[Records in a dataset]
:::

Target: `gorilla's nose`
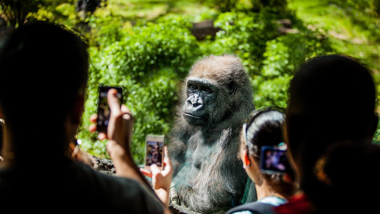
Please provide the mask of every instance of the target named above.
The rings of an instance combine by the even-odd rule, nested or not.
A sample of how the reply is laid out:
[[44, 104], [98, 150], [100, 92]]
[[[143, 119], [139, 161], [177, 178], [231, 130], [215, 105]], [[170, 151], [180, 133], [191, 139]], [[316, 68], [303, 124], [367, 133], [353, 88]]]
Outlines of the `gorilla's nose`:
[[188, 101], [195, 110], [200, 110], [203, 107], [203, 100], [200, 97], [193, 95]]

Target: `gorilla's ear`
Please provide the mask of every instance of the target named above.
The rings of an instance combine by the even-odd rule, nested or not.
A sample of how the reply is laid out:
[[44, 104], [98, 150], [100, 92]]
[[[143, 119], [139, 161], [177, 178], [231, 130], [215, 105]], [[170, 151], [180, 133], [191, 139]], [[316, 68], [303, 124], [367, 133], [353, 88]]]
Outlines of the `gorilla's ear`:
[[235, 94], [235, 91], [236, 90], [236, 83], [232, 80], [230, 80], [228, 81], [228, 91], [230, 91], [230, 95], [233, 95]]

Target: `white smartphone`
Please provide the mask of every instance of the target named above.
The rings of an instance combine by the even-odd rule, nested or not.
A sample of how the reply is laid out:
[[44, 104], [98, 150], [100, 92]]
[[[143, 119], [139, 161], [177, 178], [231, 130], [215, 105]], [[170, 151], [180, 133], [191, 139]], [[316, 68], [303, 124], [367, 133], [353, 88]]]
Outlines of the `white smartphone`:
[[146, 137], [145, 142], [144, 168], [150, 171], [150, 165], [155, 164], [162, 170], [163, 169], [165, 136], [148, 134]]

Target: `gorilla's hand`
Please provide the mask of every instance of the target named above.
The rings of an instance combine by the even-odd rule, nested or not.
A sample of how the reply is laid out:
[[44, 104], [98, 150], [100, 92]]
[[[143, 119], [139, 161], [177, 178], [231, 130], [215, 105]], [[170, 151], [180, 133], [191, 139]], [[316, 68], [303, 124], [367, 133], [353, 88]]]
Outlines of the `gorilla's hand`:
[[178, 193], [174, 187], [174, 183], [172, 183], [170, 184], [170, 190], [169, 191], [169, 201], [171, 203], [179, 205]]

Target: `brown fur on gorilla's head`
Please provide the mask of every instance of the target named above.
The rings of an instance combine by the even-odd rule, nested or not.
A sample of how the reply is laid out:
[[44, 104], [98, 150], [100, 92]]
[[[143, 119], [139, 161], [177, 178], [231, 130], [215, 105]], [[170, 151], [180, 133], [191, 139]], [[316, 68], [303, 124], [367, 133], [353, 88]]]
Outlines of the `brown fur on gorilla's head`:
[[196, 62], [186, 79], [180, 103], [186, 104], [188, 97], [187, 82], [195, 77], [206, 79], [217, 88], [215, 100], [206, 107], [207, 126], [225, 120], [229, 123], [231, 119], [233, 121], [244, 121], [254, 108], [250, 80], [240, 59], [235, 55], [211, 55]]

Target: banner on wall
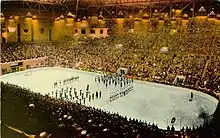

:::

What is being asked:
Can you give the listing above again with "the target named above" changed to "the object named above" everywhere, leaving everything else as it is and omitting the pictures?

Reply:
Target: `gorilla's nose`
Please provide the mask of every instance of the object named above.
The rings of an instance combine by the even-odd rule, nested or not.
A sample of how the reply is laid out:
[[44, 104], [98, 150], [100, 92]]
[[[143, 119], [139, 161], [177, 178], [231, 130], [215, 105]], [[170, 151], [180, 133], [191, 139]], [[316, 68], [303, 124], [367, 133], [353, 88]]]
Outlines of the `gorilla's nose`:
[[188, 101], [195, 110], [200, 110], [203, 107], [203, 100], [200, 97], [193, 95]]

Target: `gorilla's ear`
Please provide the mask of every instance of the object named above.
The rings of an instance combine by the even-odd rule, nested or not.
A sample of how the reply is laid out:
[[44, 104], [98, 150], [100, 92]]
[[[143, 119], [139, 161], [177, 178], [231, 130], [215, 105]], [[170, 151], [180, 133], [191, 139]], [[316, 68], [303, 124], [367, 133], [353, 88]]]
Outlines of the `gorilla's ear`:
[[235, 94], [235, 91], [236, 90], [236, 83], [232, 80], [230, 80], [228, 81], [228, 91], [230, 91], [230, 95], [233, 95]]

Target: `white smartphone`
Please provide the mask of every instance of the object named above.
The rings of an instance combine by the even-odd rule, nested or not.
A sample of how the reply is laid out:
[[44, 104], [98, 150], [100, 92]]
[[[143, 119], [139, 161], [177, 178], [231, 130], [215, 105]], [[170, 151], [180, 133], [191, 139]], [[316, 68], [303, 124], [367, 133], [353, 88]]]
Outlines of the `white smartphone`:
[[146, 137], [145, 142], [144, 168], [150, 171], [150, 165], [155, 164], [162, 170], [163, 169], [165, 136], [148, 134]]

Target: `gorilla's hand`
Please provide the mask of every instance of the object named above.
The rings of an instance combine by the even-odd rule, nested or not.
A sample of how the reply is laid out:
[[44, 104], [98, 150], [100, 92]]
[[[143, 119], [139, 161], [177, 178], [231, 130], [215, 105]], [[170, 151], [180, 133], [191, 139]], [[316, 68], [303, 124], [367, 133], [353, 88]]]
Outlines of the `gorilla's hand`:
[[178, 193], [174, 187], [174, 183], [172, 183], [170, 184], [170, 190], [169, 191], [169, 201], [171, 203], [179, 205]]

Target: `brown fur on gorilla's head`
Please provide the mask of every instance of the object named above.
The rings of an instance combine by the even-odd rule, nested or not.
A sample of how the reply is laid out:
[[44, 104], [98, 150], [100, 92]]
[[[143, 119], [139, 161], [177, 178], [231, 130], [215, 105]], [[170, 151], [180, 133], [191, 139]], [[316, 68], [303, 124], [367, 133], [353, 88]]]
Outlines of the `brown fur on gorilla's head`:
[[196, 62], [186, 79], [180, 103], [186, 104], [188, 97], [187, 82], [195, 77], [206, 79], [217, 88], [215, 100], [206, 107], [207, 126], [225, 120], [229, 123], [231, 119], [233, 121], [244, 121], [254, 108], [250, 80], [240, 59], [235, 55], [211, 55]]

Target: banner on wall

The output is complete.